(Stated task) In the records below, put each line into a JSON list of strings, starting at the line containing "tree canopy in" and ending at the line containing "(143, 385), (736, 909)", with one string per line and blank lines omitted.
★ ★ ★ ★ ★ ★ ★
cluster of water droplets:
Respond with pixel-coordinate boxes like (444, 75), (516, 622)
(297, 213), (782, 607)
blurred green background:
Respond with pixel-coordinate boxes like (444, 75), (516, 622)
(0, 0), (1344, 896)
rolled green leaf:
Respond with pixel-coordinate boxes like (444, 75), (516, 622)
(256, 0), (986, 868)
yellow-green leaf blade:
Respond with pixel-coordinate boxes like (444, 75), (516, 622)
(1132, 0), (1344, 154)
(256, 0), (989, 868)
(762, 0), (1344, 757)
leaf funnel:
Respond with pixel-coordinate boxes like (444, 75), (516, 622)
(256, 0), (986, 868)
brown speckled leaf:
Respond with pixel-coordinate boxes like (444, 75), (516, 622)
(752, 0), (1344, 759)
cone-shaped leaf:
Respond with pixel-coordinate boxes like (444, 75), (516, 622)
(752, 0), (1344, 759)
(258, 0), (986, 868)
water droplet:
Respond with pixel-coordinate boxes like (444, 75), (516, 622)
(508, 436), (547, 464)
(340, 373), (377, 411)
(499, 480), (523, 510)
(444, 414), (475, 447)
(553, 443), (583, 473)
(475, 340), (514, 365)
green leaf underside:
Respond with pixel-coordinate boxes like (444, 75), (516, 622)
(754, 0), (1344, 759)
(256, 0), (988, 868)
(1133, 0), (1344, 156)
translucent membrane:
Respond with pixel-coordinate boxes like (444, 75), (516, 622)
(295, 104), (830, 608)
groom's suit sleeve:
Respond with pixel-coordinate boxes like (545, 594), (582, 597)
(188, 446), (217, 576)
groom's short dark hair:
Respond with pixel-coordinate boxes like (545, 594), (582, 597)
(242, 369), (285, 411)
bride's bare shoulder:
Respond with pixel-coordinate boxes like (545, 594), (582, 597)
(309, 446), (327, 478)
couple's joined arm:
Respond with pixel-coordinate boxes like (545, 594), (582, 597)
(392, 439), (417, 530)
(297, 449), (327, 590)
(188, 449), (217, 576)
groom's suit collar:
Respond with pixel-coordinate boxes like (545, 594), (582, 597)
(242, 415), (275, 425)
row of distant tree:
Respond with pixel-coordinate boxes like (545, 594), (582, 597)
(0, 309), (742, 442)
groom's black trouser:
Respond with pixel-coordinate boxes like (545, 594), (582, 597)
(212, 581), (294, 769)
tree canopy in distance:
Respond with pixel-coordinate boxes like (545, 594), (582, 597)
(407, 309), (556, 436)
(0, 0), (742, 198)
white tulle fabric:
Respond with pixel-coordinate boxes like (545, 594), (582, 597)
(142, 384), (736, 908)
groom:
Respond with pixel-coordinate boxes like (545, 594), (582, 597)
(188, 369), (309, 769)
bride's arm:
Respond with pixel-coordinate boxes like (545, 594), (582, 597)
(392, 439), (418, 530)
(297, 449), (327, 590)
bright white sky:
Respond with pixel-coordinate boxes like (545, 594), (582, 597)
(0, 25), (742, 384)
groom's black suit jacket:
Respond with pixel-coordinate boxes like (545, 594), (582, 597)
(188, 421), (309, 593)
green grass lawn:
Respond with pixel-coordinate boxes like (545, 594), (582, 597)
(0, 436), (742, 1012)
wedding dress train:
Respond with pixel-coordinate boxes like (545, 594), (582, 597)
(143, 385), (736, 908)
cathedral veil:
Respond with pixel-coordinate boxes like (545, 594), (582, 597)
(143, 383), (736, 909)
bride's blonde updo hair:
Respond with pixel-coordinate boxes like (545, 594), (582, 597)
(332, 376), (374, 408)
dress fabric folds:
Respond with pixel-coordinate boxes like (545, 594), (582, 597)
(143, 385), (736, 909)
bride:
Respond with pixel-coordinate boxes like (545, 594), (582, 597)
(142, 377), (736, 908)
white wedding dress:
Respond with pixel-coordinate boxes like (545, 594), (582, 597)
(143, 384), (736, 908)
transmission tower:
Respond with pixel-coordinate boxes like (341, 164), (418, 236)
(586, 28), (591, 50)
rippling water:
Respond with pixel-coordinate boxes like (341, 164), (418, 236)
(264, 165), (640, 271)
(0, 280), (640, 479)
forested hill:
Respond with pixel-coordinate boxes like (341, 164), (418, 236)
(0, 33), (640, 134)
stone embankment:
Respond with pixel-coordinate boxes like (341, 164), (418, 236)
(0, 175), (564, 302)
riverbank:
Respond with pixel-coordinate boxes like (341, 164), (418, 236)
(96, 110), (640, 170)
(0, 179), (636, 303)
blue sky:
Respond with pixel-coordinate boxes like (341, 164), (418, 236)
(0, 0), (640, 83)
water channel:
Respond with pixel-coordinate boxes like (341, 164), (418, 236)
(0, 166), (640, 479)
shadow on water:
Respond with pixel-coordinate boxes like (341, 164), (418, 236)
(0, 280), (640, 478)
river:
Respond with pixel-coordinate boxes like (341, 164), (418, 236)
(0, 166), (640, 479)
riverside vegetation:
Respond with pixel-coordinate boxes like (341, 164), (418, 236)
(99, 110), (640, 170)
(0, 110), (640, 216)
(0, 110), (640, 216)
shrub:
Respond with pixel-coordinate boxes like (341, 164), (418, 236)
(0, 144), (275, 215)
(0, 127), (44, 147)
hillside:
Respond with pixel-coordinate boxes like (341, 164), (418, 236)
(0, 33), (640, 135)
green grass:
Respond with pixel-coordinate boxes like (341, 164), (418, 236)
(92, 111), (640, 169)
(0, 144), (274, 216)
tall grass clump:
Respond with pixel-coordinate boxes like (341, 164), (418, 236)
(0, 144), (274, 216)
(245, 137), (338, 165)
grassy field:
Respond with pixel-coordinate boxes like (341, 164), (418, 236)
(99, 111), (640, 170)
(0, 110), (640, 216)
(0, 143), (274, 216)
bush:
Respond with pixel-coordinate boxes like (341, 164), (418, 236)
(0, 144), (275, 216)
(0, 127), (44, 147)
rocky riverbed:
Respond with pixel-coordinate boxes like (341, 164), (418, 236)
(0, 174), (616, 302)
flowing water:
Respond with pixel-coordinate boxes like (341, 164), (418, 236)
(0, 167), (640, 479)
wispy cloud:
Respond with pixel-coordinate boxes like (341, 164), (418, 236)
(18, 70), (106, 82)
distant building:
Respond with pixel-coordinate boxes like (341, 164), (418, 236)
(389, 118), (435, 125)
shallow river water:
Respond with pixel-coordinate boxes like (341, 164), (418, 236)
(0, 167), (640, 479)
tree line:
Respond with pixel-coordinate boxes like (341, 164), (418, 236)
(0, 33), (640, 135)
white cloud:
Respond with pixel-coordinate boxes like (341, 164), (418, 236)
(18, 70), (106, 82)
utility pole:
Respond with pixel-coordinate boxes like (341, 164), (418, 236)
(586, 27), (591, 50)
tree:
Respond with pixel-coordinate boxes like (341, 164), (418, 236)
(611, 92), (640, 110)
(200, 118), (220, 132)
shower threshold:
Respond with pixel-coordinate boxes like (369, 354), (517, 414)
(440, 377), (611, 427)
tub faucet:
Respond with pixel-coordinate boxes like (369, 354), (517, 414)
★ ★ ★ ★ ★ ★ ★
(Solution)
[
  "tree canopy in distance:",
  "Respond with pixel-coordinate boxes like (545, 594), (582, 597)",
  "(407, 309), (556, 436)",
  "(0, 0), (742, 198)",
  "white tulle fabric:",
  "Respond with pixel-coordinate boxes like (545, 594), (582, 597)",
  "(142, 384), (736, 908)",
  "groom:",
  "Respond with pixel-coordinate boxes like (545, 594), (582, 597)",
  "(188, 369), (309, 769)",
  "bride's arm:",
  "Respond with pixel-coordinate boxes like (545, 594), (582, 597)",
  "(392, 439), (418, 530)",
  "(297, 449), (327, 590)",
  "bright white sky:",
  "Respond with pixel-coordinate boxes like (545, 594), (582, 597)",
  "(0, 25), (742, 384)",
  "groom's black suit jacket:",
  "Respond with pixel-coordinate boxes like (545, 594), (582, 597)",
  "(188, 421), (309, 593)",
  "green grass lawn:",
  "Respond with pixel-coordinate boxes like (545, 594), (582, 597)",
  "(0, 436), (742, 1012)",
  "wedding dress train:",
  "Respond with pixel-coordinate boxes like (545, 594), (582, 597)",
  "(143, 385), (736, 908)",
  "cathedral veil:",
  "Respond with pixel-coordinate boxes like (545, 594), (582, 597)",
  "(143, 383), (736, 909)",
  "bride's blonde updo hair:",
  "Respond with pixel-coordinate boxes like (545, 594), (582, 597)",
  "(332, 376), (374, 408)",
  "dress fabric folds:",
  "Respond with pixel-coordinate boxes like (545, 594), (582, 597)",
  "(143, 385), (736, 909)"
]